» **Task**
Reproduce the whole sports-list thread word for word.

» **Passage**
— START —
Every time I see this thread, the topic is always NFL which I know nothing about. I always miss the more general sports ones.


----------



## Evo1114

3. Troy Aikman


----------



## Cam1

4. Bruce Smith


----------



## Limmy

5. JaMarcus Russell 









Top 5 picks in the Draft tonight?


----------



## Cam1

1. Luke Joeckle


----------



## Evo1114

2. Eric Fisher


----------



## Limmy

3. Shariff Floyd


----------



## Limmy

4. DION JORDAN (sorry had 2 pick 4 my eagles :3)


----------



## Cam1

5. Dee Milliner

Top 5 Goalies currently in the NHL


----------



## Limmy

1. Johnathan Quick


----------



## Cam1

^ Oh thank god, I thought you would say Bryzgalov, LOL.

2. Henrik Lundqvist (as much as I hate to say it)


----------



## Limmy

^ Psshhh no he is more like #3 xD
3. Ilya Bryzgalov


----------



## Cam1

4. Pekka Rinne

No Limmy, I didn't say 5 _worst_ goalies


----------



## Jay-Son

5. Pekka Rinne

Top 5 ummm 2nd round NBA draft picks


----------



## anonymid

1. Alex English


----------



## scooby

2. Manu Ginobili


----------



## anonymid

3. Dennis Rodman


----------



## Cam1

4. Marc Gasol


----------



## Buerhle

5 Jeff Hornacek

The best stadiums you have not been to, but want to go to...
— END —
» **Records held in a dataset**
— START —
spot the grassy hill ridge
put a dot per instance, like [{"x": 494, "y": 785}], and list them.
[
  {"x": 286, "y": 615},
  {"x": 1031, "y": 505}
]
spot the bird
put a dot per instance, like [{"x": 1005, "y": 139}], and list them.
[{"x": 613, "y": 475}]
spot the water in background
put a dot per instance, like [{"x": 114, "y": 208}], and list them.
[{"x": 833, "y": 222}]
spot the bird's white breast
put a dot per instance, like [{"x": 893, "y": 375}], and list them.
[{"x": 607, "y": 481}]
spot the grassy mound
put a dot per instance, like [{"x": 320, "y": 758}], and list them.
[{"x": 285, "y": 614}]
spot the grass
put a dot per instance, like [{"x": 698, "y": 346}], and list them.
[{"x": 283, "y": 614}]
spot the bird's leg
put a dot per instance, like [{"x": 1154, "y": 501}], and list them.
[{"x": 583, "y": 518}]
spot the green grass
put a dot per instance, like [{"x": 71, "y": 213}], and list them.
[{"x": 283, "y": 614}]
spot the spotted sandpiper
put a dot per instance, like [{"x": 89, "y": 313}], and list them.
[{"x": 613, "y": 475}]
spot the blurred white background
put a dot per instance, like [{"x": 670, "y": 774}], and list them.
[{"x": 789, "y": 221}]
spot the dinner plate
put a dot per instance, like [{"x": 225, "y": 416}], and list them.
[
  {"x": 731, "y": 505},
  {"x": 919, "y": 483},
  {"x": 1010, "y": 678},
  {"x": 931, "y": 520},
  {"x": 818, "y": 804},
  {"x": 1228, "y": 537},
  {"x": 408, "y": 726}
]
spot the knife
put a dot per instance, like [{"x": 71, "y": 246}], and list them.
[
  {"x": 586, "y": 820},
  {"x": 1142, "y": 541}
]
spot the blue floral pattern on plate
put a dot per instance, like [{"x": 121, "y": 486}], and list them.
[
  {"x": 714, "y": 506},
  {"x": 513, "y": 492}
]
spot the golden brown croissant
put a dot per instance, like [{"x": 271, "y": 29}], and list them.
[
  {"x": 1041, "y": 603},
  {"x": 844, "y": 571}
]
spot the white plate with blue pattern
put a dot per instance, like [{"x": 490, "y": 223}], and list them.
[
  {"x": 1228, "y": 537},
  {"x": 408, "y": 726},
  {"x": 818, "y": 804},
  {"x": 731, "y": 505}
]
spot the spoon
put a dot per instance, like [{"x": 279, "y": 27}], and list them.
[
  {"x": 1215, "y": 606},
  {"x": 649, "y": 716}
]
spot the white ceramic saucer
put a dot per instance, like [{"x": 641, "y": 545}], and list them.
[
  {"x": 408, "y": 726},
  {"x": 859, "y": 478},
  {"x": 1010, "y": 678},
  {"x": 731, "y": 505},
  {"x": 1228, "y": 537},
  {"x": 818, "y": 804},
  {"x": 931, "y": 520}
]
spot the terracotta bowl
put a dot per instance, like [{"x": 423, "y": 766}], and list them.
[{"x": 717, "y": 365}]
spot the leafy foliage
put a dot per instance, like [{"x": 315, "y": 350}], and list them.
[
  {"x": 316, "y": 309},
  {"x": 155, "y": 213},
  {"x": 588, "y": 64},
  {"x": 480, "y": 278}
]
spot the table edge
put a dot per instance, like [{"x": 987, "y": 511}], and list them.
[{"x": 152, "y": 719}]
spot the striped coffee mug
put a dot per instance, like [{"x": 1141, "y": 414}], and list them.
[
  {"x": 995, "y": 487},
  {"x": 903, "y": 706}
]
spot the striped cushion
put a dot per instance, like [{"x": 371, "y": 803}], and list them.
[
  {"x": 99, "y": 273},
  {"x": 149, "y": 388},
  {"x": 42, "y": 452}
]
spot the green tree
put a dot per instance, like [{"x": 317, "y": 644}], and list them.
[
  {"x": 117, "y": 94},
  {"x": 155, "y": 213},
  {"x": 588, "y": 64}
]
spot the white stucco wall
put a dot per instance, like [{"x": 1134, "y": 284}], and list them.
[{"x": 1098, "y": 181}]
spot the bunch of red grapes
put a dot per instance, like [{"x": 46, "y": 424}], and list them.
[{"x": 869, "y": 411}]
— END —
» **Output**
Every time I see this thread, the topic is always NFL which I know nothing about. I always miss the more general sports ones.


----------



## Evo1114

3. Troy Aikman


----------



## Cam1

4. Bruce Smith


----------



## Limmy

5. JaMarcus Russell 









Top 5 picks in the Draft tonight?


----------



## Cam1

1. Luke Joeckle


----------



## Evo1114

2. Eric Fisher


----------



## Limmy

3. Shariff Floyd


----------



## Limmy

4. DION JORDAN (sorry had 2 pick 4 my eagles :3)


----------



## Cam1

5. Dee Milliner

Top 5 Goalies currently in the NHL


----------



## Limmy

1. Johnathan Quick


----------



## Cam1

^ Oh thank god, I thought you would say Bryzgalov, LOL.

2. Henrik Lundqvist (as much as I hate to say it)


----------



## Limmy

^ Psshhh no he is more like #3 xD
3. Ilya Bryzgalov


----------



## Cam1

4. Pekka Rinne

No Limmy, I didn't say 5 _worst_ goalies


----------



## Jay-Son

5. Pekka Rinne

Top 5 ummm 2nd round NBA draft picks


----------



## anonymid

1. Alex English


----------



## scooby

2. Manu Ginobili


----------



## anonymid

3. Dennis Rodman


----------



## Cam1

4. Marc Gasol


----------



## Buerhle

5 Jeff Hornacek

The best stadiums you have not been to, but want to go to...